* _Items listed in a dataset_:
start
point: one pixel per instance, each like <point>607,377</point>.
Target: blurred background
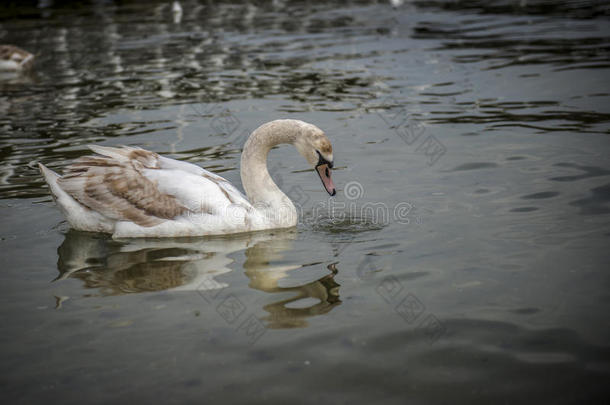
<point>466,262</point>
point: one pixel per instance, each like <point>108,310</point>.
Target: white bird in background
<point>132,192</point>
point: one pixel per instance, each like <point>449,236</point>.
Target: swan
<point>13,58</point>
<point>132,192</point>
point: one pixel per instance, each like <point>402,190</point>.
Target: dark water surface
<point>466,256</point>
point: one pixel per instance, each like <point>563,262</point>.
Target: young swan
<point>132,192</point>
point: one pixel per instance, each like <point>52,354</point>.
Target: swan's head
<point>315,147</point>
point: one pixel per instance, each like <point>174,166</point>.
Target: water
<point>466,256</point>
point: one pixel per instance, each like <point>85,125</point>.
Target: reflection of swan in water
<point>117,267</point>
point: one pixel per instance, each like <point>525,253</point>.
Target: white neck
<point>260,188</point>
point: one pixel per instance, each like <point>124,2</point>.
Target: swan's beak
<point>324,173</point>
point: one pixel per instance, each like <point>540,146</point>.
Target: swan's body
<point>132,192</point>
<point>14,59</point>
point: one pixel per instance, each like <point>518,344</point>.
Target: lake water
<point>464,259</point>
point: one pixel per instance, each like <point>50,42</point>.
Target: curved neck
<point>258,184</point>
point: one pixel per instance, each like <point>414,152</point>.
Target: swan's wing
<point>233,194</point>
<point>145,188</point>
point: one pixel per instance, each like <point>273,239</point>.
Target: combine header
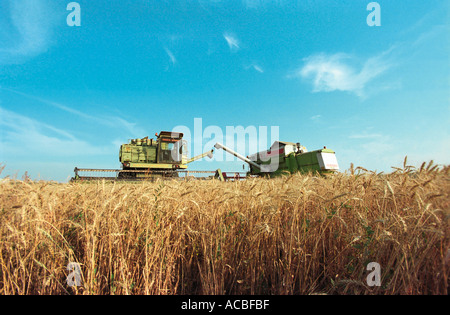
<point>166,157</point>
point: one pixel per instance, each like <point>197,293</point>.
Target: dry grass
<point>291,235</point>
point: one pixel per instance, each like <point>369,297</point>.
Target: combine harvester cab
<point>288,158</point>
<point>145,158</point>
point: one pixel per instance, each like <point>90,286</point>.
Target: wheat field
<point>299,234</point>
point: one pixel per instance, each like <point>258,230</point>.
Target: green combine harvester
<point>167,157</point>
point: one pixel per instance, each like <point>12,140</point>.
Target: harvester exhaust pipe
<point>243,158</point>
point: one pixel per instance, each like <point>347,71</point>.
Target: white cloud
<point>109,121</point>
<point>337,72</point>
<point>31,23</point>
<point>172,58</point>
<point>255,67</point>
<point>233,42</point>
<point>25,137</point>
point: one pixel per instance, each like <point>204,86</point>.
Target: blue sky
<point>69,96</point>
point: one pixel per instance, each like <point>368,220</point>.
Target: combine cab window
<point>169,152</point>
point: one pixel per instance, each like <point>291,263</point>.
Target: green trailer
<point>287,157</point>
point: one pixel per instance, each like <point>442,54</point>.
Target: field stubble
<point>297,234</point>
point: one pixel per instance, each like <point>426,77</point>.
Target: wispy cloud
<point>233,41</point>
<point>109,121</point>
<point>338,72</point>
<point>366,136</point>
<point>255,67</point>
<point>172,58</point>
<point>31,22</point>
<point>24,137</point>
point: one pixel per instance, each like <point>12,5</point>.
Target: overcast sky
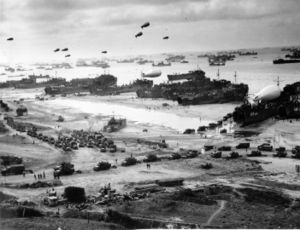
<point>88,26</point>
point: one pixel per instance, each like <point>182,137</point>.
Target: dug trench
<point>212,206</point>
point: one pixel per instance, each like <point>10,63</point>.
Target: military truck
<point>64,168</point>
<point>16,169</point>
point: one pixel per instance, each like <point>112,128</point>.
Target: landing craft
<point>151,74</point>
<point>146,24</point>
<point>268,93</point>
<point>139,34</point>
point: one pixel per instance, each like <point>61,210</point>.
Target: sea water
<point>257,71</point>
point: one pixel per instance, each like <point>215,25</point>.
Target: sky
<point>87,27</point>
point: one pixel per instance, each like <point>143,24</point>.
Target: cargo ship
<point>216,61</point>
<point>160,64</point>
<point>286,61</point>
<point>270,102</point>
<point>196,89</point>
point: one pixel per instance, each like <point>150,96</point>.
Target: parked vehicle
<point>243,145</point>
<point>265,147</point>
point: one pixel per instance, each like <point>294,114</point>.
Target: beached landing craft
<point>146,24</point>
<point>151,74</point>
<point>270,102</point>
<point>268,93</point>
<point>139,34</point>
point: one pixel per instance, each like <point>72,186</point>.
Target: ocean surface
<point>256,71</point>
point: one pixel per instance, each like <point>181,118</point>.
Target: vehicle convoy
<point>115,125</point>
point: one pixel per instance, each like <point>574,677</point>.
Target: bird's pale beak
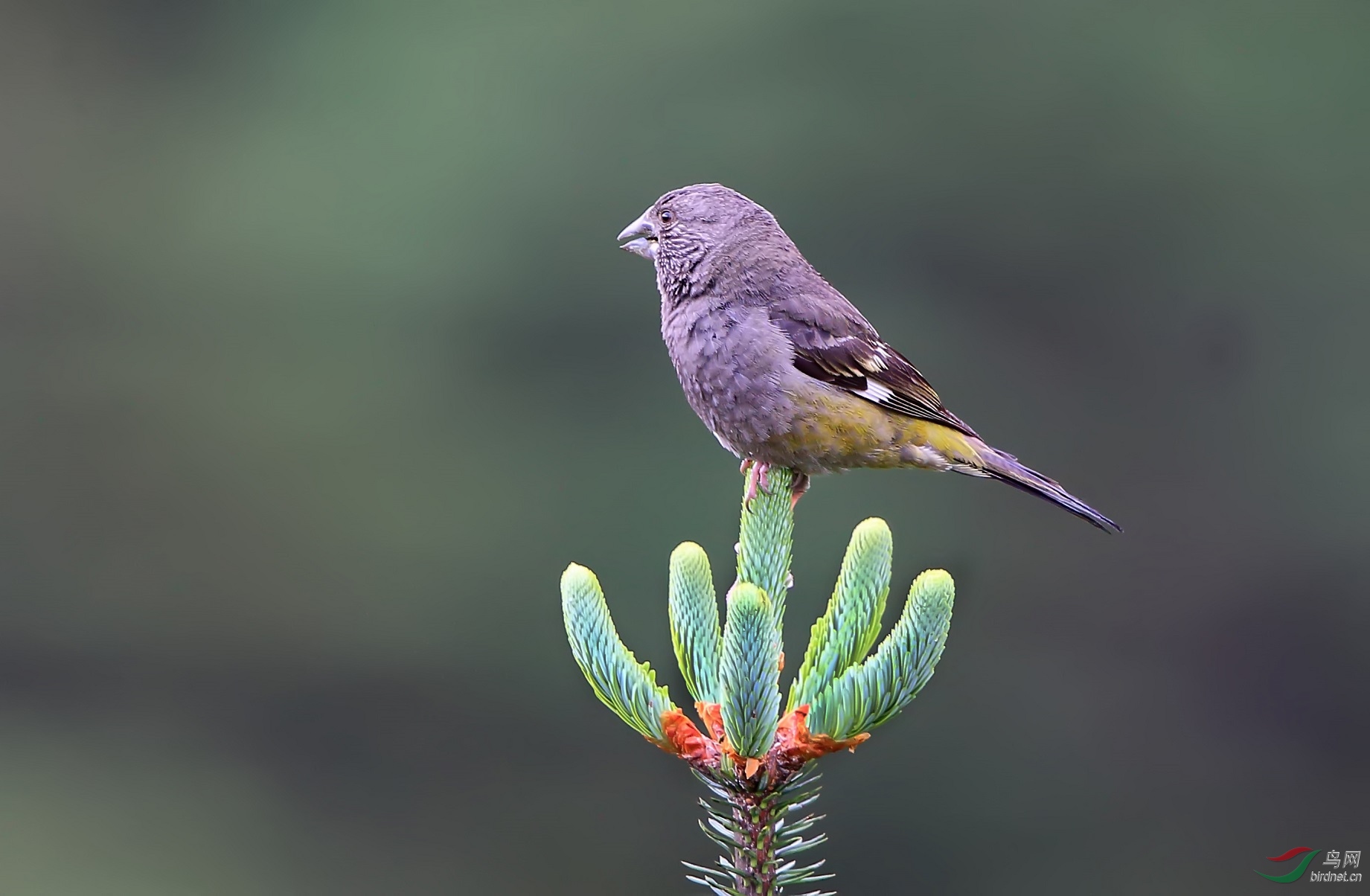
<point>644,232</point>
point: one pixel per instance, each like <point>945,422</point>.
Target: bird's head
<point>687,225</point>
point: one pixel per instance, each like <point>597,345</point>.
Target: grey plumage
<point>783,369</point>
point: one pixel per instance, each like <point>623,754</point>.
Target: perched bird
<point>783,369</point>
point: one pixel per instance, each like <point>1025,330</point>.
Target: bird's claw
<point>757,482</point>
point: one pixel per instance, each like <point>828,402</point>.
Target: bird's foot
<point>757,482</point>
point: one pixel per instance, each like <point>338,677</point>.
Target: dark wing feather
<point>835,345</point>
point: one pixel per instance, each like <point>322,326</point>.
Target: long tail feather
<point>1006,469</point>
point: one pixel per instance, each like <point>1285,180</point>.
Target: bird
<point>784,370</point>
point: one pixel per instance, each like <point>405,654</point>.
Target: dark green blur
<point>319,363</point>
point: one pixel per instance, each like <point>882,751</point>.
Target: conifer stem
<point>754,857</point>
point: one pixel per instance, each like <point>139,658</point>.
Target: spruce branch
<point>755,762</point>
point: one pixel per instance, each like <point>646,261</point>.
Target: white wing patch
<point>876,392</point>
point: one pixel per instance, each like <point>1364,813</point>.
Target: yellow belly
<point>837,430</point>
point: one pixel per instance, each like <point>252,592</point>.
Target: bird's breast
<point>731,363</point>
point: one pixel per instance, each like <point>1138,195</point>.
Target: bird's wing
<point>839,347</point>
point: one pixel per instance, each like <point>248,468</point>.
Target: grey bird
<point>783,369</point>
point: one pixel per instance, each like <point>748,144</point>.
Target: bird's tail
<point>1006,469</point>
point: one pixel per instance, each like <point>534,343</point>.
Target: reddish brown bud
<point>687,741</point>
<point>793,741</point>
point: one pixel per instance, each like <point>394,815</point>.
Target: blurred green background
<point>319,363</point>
end
* _SET PROBLEM_:
Change every "Target" in the lines above to "Object" and keep everything else the same. Leave the pictures out of your answer.

* _TASK RESPONSE_:
point: one pixel per instance, each like <point>607,377</point>.
Object: blurred background
<point>466,262</point>
point: one pixel per instance, each like <point>108,310</point>.
Object: white bird in background
<point>132,192</point>
point: one pixel per instance, each like <point>449,236</point>.
Object: swan
<point>13,58</point>
<point>132,192</point>
point: one pixel per instance, each like <point>402,190</point>.
Object: dark water surface
<point>466,256</point>
point: one pixel per instance, each like <point>563,262</point>.
Object: young swan
<point>132,192</point>
point: one pixel per instance, each like <point>52,354</point>.
Object: swan's head
<point>315,147</point>
point: one pixel per instance, each like <point>174,166</point>.
Object: water
<point>466,256</point>
point: one pixel per instance, each like <point>85,125</point>.
Object: reflection of swan in water
<point>117,267</point>
point: one pixel per instance, each like <point>525,253</point>.
Object: white neck
<point>260,188</point>
point: one pixel per instance, each like <point>124,2</point>.
Object: swan's beak
<point>324,173</point>
point: one pixel per instance, each like <point>540,146</point>.
Object: swan's body
<point>132,192</point>
<point>14,59</point>
point: one pixel per instance, each like <point>518,344</point>.
Object: lake water
<point>464,259</point>
point: one pixel per instance, each like <point>50,42</point>.
Object: curved neck
<point>258,184</point>
point: one pixel per instance, each like <point>414,152</point>.
Object: swan's wing
<point>233,194</point>
<point>145,188</point>
point: one pixel per instance, each like <point>273,239</point>.
Object: combine header
<point>166,157</point>
point: one pixel per instance, each like <point>197,293</point>.
Object: dry grass
<point>291,235</point>
point: one pixel per instance, each like <point>369,297</point>.
Object: combine harvester cab
<point>288,158</point>
<point>145,158</point>
point: one pixel per instance, each like <point>90,286</point>.
Object: wheat field
<point>299,234</point>
point: one pixel per instance, each like <point>258,230</point>.
Object: green combine harvester
<point>167,157</point>
point: one pixel per instance, each like <point>12,140</point>.
Object: harvester exhaust pipe
<point>243,158</point>
point: one pixel per instance, each like <point>347,71</point>.
Object: white cloud
<point>109,121</point>
<point>337,72</point>
<point>31,23</point>
<point>172,58</point>
<point>255,67</point>
<point>233,42</point>
<point>25,137</point>
point: one pixel per instance, each like <point>204,86</point>.
Object: blue sky
<point>69,96</point>
point: one pixel per instance, each like <point>368,220</point>.
Object: combine cab window
<point>169,152</point>
point: one pixel per instance, each like <point>291,263</point>.
Object: green trailer
<point>287,157</point>
point: one pixel per instance, each like <point>442,54</point>.
Object: field stubble
<point>297,234</point>
point: one pixel per instance, each like <point>426,77</point>.
Object: wispy cloud
<point>233,41</point>
<point>109,121</point>
<point>338,72</point>
<point>366,136</point>
<point>255,67</point>
<point>172,58</point>
<point>31,22</point>
<point>24,137</point>
point: one pixel per instance, each like <point>12,5</point>.
Object: overcast sky
<point>88,26</point>
point: one pixel per instance, each like <point>182,137</point>.
Object: dug trench
<point>212,206</point>
point: one pixel per instance, each like <point>10,63</point>.
Object: military truck
<point>64,168</point>
<point>16,169</point>
point: one pixel per instance, each like <point>112,128</point>.
Object: landing craft
<point>151,74</point>
<point>146,24</point>
<point>268,93</point>
<point>139,34</point>
point: one pixel per instance, each like <point>61,210</point>.
Object: sea water
<point>257,71</point>
point: one pixel per instance, each like <point>215,25</point>.
Object: sky
<point>87,27</point>
point: one pixel per instance, each like <point>143,24</point>.
Object: cargo ship
<point>216,61</point>
<point>160,64</point>
<point>286,61</point>
<point>270,102</point>
<point>196,89</point>
point: one pixel per instance, each like <point>150,96</point>.
Object: parked vehicle
<point>243,145</point>
<point>265,147</point>
point: one pixel per instance, each like <point>294,114</point>.
Object: beached landing craft
<point>146,24</point>
<point>151,74</point>
<point>270,102</point>
<point>268,93</point>
<point>139,34</point>
point: one pixel per instance, each like <point>72,186</point>.
Object: ocean surface
<point>256,71</point>
point: one pixel per instance, each like <point>181,118</point>.
Object: vehicle convoy
<point>115,125</point>
point: one pixel per instance, each like <point>574,677</point>.
Object: bird's pale beak
<point>644,232</point>
point: one pixel per instance, each like <point>945,422</point>.
Object: bird's head
<point>687,225</point>
point: one pixel per instance, each like <point>597,345</point>.
Object: grey plumage
<point>783,369</point>
point: one pixel per instance, each like <point>623,754</point>.
Object: perched bird
<point>783,369</point>
point: one pixel per instance, each like <point>1025,330</point>.
Object: bird's claw
<point>757,482</point>
point: one pixel per instance, each like <point>828,402</point>.
Object: bird's foot
<point>757,482</point>
point: one pixel per instance, each like <point>338,677</point>.
Object: dark wing feather
<point>835,345</point>
point: one pixel per instance, each like <point>322,326</point>.
Object: long tail feather
<point>1006,469</point>
point: one pixel per instance, each like <point>1285,180</point>.
Object: bird
<point>784,370</point>
point: one pixel per instance, each like <point>405,654</point>.
Object: dark green blur
<point>319,363</point>
point: one pixel per instance, each like <point>882,751</point>.
Object: conifer stem
<point>754,857</point>
point: one pixel per instance, each like <point>139,658</point>.
Object: spruce branch
<point>755,762</point>
point: one pixel per instance, each like <point>646,261</point>.
Object: white wing patch
<point>876,392</point>
point: one pixel per instance, each like <point>1364,813</point>.
Object: yellow belly
<point>837,430</point>
point: one pixel per instance, each like <point>252,592</point>.
Object: bird's breast
<point>731,363</point>
point: one pixel per instance, each like <point>1138,195</point>.
Object: bird's wing
<point>839,347</point>
point: one pixel per instance, each like <point>248,468</point>.
Object: grey bird
<point>783,369</point>
point: one pixel per instance, each like <point>748,144</point>.
Object: bird's tail
<point>1006,469</point>
point: one pixel per instance, each like <point>534,343</point>.
Object: reddish brown bud
<point>687,741</point>
<point>793,741</point>
point: one pixel per instance, each like <point>394,815</point>.
Object: blurred green background
<point>319,363</point>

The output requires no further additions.